» **YOUR INSTRUCTIONS**:
Images excluded, reproduce each line of the records exactly as it stands.

» **GIVEN RECORDS**:
++++++
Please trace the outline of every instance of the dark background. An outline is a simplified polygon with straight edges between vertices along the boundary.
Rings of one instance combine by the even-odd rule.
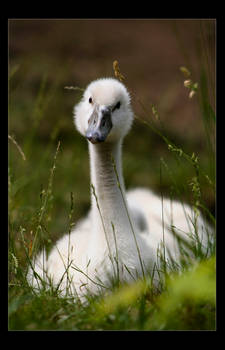
[[[89,168],[86,141],[75,131],[73,105],[79,91],[99,77],[114,76],[118,60],[125,84],[132,93],[135,114],[148,120],[152,104],[164,132],[188,154],[195,152],[212,174],[200,97],[192,99],[180,71],[186,66],[191,79],[207,74],[209,102],[215,108],[215,31],[213,19],[10,19],[9,28],[9,134],[22,147],[26,161],[10,143],[12,191],[11,219],[15,226],[34,216],[39,193],[48,182],[58,139],[61,149],[54,178],[52,227],[65,229],[70,192],[75,193],[75,220],[89,207]],[[144,106],[145,112],[141,106]],[[154,117],[154,116],[153,116]],[[188,164],[178,164],[167,145],[151,129],[134,123],[124,144],[127,187],[147,186],[170,193],[171,179],[159,178],[163,157],[177,184],[194,176]],[[190,186],[189,186],[190,187]],[[214,212],[213,191],[203,181],[203,196]],[[184,194],[191,201],[191,194]]]
[[[10,65],[32,62],[26,81],[35,83],[46,72],[57,80],[63,71],[65,83],[85,87],[112,76],[115,59],[128,87],[147,107],[156,104],[170,128],[200,136],[196,101],[186,98],[179,67],[186,65],[198,79],[207,59],[215,83],[215,20],[9,21]]]

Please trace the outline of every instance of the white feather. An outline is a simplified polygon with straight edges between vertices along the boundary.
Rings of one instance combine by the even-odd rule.
[[[92,103],[89,102],[90,97]],[[46,281],[50,278],[55,286],[60,283],[63,294],[68,285],[69,292],[80,297],[87,289],[93,293],[98,292],[102,288],[100,285],[109,285],[109,277],[115,274],[117,268],[120,280],[128,282],[137,274],[141,276],[143,267],[145,272],[151,271],[157,262],[157,249],[163,240],[171,255],[178,259],[180,251],[171,234],[171,225],[186,239],[188,236],[185,233],[194,231],[190,224],[190,217],[194,214],[189,206],[182,206],[177,201],[172,203],[165,198],[162,202],[160,197],[143,188],[131,190],[127,194],[125,192],[121,148],[122,140],[132,125],[133,112],[129,93],[122,83],[105,78],[96,80],[87,87],[81,102],[74,108],[77,130],[85,136],[96,103],[99,106],[113,106],[118,101],[121,107],[112,113],[113,127],[105,142],[89,142],[91,183],[98,203],[92,193],[91,210],[86,219],[77,223],[70,237],[65,235],[56,243],[48,259],[42,252],[34,261],[35,271]],[[201,216],[198,218],[198,229],[200,239],[206,245],[206,230]],[[68,264],[70,267],[65,273]],[[68,278],[71,283],[68,283]],[[29,270],[28,281],[38,288],[32,269]]]

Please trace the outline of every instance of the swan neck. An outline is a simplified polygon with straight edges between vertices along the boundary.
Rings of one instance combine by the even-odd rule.
[[[91,183],[94,186],[99,200],[104,194],[104,199],[113,193],[118,194],[119,186],[125,192],[122,165],[121,142],[116,144],[89,145],[91,163]],[[119,181],[118,181],[119,180]]]
[[[121,238],[127,235],[129,227],[121,167],[121,142],[113,145],[90,144],[89,151],[91,183],[95,191],[94,194],[91,189],[93,239],[107,234],[108,240],[113,242],[113,225]]]

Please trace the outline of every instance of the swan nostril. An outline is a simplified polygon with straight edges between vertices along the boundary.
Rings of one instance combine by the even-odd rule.
[[[101,126],[105,126],[105,118],[102,118]]]

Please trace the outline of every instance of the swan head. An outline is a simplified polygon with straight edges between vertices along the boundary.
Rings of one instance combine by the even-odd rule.
[[[133,121],[126,87],[113,78],[91,82],[74,108],[74,121],[77,130],[93,144],[119,141]]]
++++++
» **RESULT OF THE TASK**:
Please trace the outline of every instance of the dark background. An outline is a simplified polygon with straight edges between vertices along the boundary.
Rings of one instance combine by the even-odd rule.
[[[89,168],[86,141],[75,131],[73,105],[79,91],[99,77],[114,76],[118,60],[125,84],[132,93],[135,114],[148,120],[152,104],[164,132],[188,154],[195,152],[212,174],[200,97],[192,99],[180,71],[186,66],[191,79],[207,74],[209,102],[215,108],[215,31],[213,19],[10,19],[9,28],[9,134],[22,147],[26,161],[10,143],[12,191],[11,219],[15,226],[34,216],[39,193],[48,182],[58,139],[61,149],[54,178],[52,227],[65,229],[70,192],[75,193],[75,220],[89,207]],[[144,106],[145,112],[141,106]],[[154,117],[154,116],[153,116]],[[188,164],[178,164],[167,145],[151,129],[134,123],[124,144],[127,187],[147,186],[170,193],[171,179],[159,178],[163,157],[177,184],[194,176]],[[190,186],[189,186],[190,187]],[[214,212],[213,191],[203,181],[203,196]],[[184,194],[191,201],[191,194]]]
[[[10,65],[32,62],[26,81],[35,83],[46,72],[57,80],[63,71],[65,83],[85,87],[112,76],[115,59],[128,87],[147,107],[156,104],[170,128],[200,136],[196,101],[186,98],[179,67],[186,65],[198,79],[207,59],[215,83],[215,20],[9,21]]]

Please trace the outline of every instance of the white feather. An outline is a simplified polygon with straight edges between vertices along the boundary.
Rings of one instance combine by the even-odd rule.
[[[92,103],[89,102],[90,97]],[[46,281],[50,278],[55,286],[60,283],[63,294],[68,285],[69,292],[80,297],[87,289],[93,293],[98,292],[102,288],[100,285],[109,285],[109,277],[115,274],[117,268],[120,280],[128,282],[137,274],[141,276],[143,267],[145,272],[151,271],[157,262],[157,249],[163,240],[171,255],[178,259],[180,251],[171,234],[171,225],[186,239],[188,236],[185,233],[194,231],[190,224],[190,217],[194,214],[189,206],[182,206],[177,201],[172,203],[165,198],[162,202],[160,197],[143,188],[131,190],[127,194],[125,192],[121,148],[122,140],[132,125],[133,112],[129,93],[122,83],[105,78],[96,80],[87,87],[81,102],[74,108],[77,130],[85,136],[96,103],[99,106],[113,106],[118,101],[121,107],[112,113],[113,127],[105,142],[89,142],[91,183],[98,203],[92,193],[91,210],[86,219],[77,223],[70,237],[65,235],[56,243],[48,259],[42,252],[34,261],[35,271]],[[201,216],[198,218],[198,229],[200,239],[206,245],[206,230]],[[68,264],[70,267],[65,273]],[[68,278],[71,283],[68,283]],[[29,270],[28,281],[38,288],[32,269]]]

Please trace the outline of every instance of the swan neck. An outline is a simplified polygon with straight edges between vertices along the boundary.
Rings of one instance combine by the even-odd rule.
[[[91,183],[94,186],[99,200],[104,194],[104,199],[113,193],[118,194],[119,186],[125,192],[122,165],[121,142],[116,144],[89,145],[91,163]],[[119,181],[118,181],[119,180]]]
[[[121,238],[127,235],[129,227],[121,167],[121,142],[113,145],[90,144],[89,151],[91,183],[95,191],[94,194],[91,189],[93,239],[107,234],[108,240],[113,242],[113,225]]]

Please trace the outline of every instance of the swan nostril. An outline is a simplified polygon with straight edges between vertices along the boundary.
Rings of one instance combine by the even-odd rule.
[[[101,126],[105,126],[105,118],[102,118]]]

Please trace the outline of every instance of the swan head. An outline is a simplified polygon with straight edges between vertices along the boundary.
Rings of one instance combine by the even-odd rule.
[[[133,121],[126,87],[113,78],[91,82],[74,108],[74,121],[77,130],[93,144],[119,141]]]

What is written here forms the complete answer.